• **READING PASSAGE**:
Content starts

Love has a neurochemistry, and it's well-studied enough that we can separate romantic love from infatuation, lust, and deep friendship with measurable signs. Ten of them, each with the research behind it.
1. Thinking about them when they're not around — often
Helen Fisher's fMRI studies showed the ventral tegmental area — a dopamine-rich region — activates at the thought of a romantic partner. It produces the "can't stop thinking about them" signal reliably.
2. Wanting emotional closeness, not just physical
Infatuation centres on presence and appearance; love involves desire to know the person's inner life. The shift in what you want from interactions is a reliable marker.
3. Their happiness feels like yours
Self-other overlap — a well-measured construct — increases when you're in love. Their good news genuinely feels like good news for you.
4. You're willing to be vulnerable with them
Vulnerability predicts long-term relationship satisfaction (Brown, multiple studies). The willingness to be seen is a strong marker of genuine love versus defended attraction.
5. Stress feels lower in their presence
Cortisol measurably drops in the presence of a securely-loved partner. The "I feel calmer with them" sensation has biological correlates.
6. Their flaws are visible and acceptable
Infatuation idealises; love accepts. Seeing their flaws clearly and still choosing them is one of the most durable signs.
7. You think about long-term plans with them
Future-orientation in your thinking is a shift from infatuation's present-fixation. You naturally start weaving them into five-year imaginings.
8. Physical affection expresses something beyond sexual attraction
Non-sexual touch — hand-holding, leaning into them — becomes emotionally meaningful, not just erotic.
9. You handle disagreements rather than avoid them
Infatuation avoids conflict to preserve the fantasy. Love engages with conflict because the relationship matters enough to repair.
10. You feel more like yourself with them, not less
The Michelangelo effect: in good relationships, partners shape each other toward their ideal selves. You feel expanded, not diminished. This is one of the strongest predictors of long-term satisfaction.
Ten signs; no single one is definitive. But if you recognise seven or more in an ongoing way, what you're experiencing is what the research calls love — and it's more durable than the infatuation version that often gets confused for it.

Content ends

• **ASSIGNED TASK 1**: Return the passage from the article on signs of love starting at "7. You think" and ending at "into five-year imaginings.", copying it word for word.
• **ASSIGNED TASK 2**: Summarize the article on signs of love in two sentences.

• **THE DATA**:
Content starts

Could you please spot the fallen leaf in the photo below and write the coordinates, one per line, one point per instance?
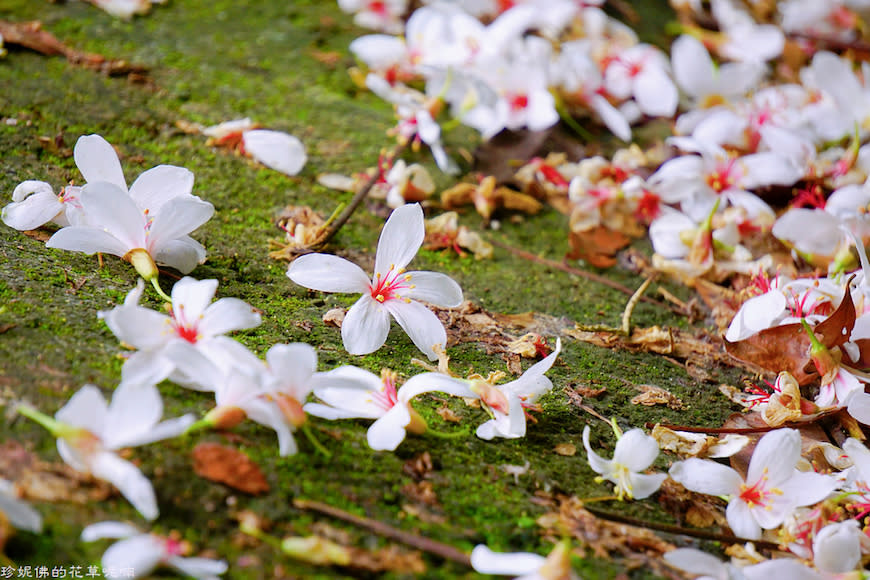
(566, 449)
(597, 246)
(230, 467)
(653, 395)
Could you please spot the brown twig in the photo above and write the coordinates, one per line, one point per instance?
(427, 545)
(358, 198)
(679, 530)
(583, 273)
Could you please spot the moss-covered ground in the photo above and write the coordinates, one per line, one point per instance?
(219, 60)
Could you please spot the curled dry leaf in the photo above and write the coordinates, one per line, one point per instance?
(787, 347)
(230, 467)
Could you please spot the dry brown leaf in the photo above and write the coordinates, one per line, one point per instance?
(389, 559)
(597, 246)
(653, 395)
(31, 35)
(638, 547)
(230, 467)
(566, 449)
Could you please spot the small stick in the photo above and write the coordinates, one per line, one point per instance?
(672, 529)
(427, 545)
(358, 198)
(588, 275)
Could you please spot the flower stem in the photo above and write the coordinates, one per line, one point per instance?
(156, 283)
(54, 427)
(317, 445)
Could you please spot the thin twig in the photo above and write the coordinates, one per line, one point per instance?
(583, 273)
(358, 198)
(427, 545)
(680, 530)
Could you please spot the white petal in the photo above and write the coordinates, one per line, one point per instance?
(227, 315)
(33, 211)
(644, 485)
(87, 240)
(97, 161)
(434, 288)
(774, 457)
(636, 450)
(275, 149)
(183, 254)
(387, 432)
(328, 273)
(86, 408)
(706, 477)
(365, 326)
(204, 568)
(178, 217)
(400, 239)
(109, 529)
(134, 410)
(292, 366)
(421, 324)
(129, 480)
(741, 521)
(159, 184)
(485, 561)
(141, 553)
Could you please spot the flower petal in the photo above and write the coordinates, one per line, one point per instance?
(485, 561)
(129, 480)
(388, 431)
(97, 161)
(275, 149)
(159, 184)
(636, 450)
(109, 529)
(434, 288)
(706, 477)
(421, 324)
(328, 273)
(365, 326)
(400, 239)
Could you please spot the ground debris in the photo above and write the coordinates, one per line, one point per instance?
(32, 36)
(652, 395)
(637, 547)
(230, 467)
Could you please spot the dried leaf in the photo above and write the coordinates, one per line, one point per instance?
(596, 246)
(229, 466)
(653, 395)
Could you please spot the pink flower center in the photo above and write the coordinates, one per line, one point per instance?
(387, 287)
(183, 328)
(518, 102)
(724, 176)
(758, 493)
(386, 398)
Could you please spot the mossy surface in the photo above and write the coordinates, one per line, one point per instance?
(219, 60)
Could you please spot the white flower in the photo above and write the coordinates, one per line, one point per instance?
(635, 452)
(275, 149)
(193, 318)
(507, 403)
(350, 392)
(140, 236)
(16, 511)
(143, 553)
(773, 487)
(391, 290)
(90, 433)
(525, 565)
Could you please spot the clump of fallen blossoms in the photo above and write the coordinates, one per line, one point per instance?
(739, 136)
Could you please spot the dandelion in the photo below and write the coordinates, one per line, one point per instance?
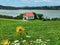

Content ends

• **WRITTEN SOLUTION 1**:
7. You think about long-term plans with them
Future-orientation in your thinking is a shift from infatuation's present-fixation. You naturally start weaving them into five-year imaginings.

• **WRITTEN SOLUTION 2**: The article lists ten research-backed signs that separate romantic love from infatuation, lust, and deep friendship, including frequent thoughts of the partner, feeling their happiness as your own, lower stress in their presence, accepting their flaws, and handling disagreements rather than avoiding them. No single sign is definitive, but recognizing seven or more in an ongoing way points to what the research calls love, which is more durable than infatuation.